Rewrite every line of the listing below, requests included, scaling only the x and y coordinates in the answers by 0.8 and rounding each to a whole number with halves rounded up. Leave the pictures out of your reply.
* Start PROVIDED RECORDS *
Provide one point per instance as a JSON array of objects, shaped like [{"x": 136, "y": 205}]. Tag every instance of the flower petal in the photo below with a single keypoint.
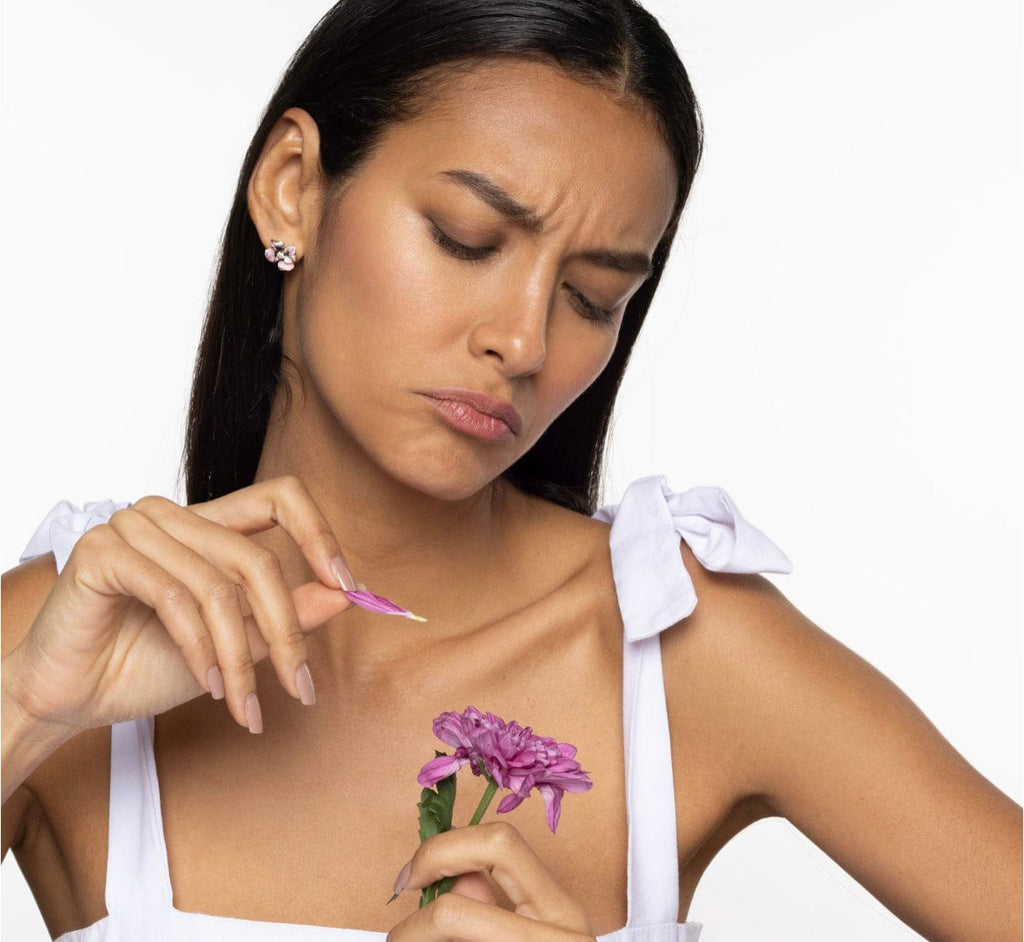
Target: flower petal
[
  {"x": 438, "y": 768},
  {"x": 510, "y": 802},
  {"x": 552, "y": 804},
  {"x": 379, "y": 604}
]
* End PROVIDED RECORDS *
- ANSWER IN FULL -
Provide one point per instance as a JSON array of objects, shaped like [{"x": 136, "y": 205}]. Tag every instance of the flower petal in the photo below with a single keypoint.
Target: flower petal
[
  {"x": 350, "y": 614},
  {"x": 408, "y": 642},
  {"x": 442, "y": 643},
  {"x": 303, "y": 483}
]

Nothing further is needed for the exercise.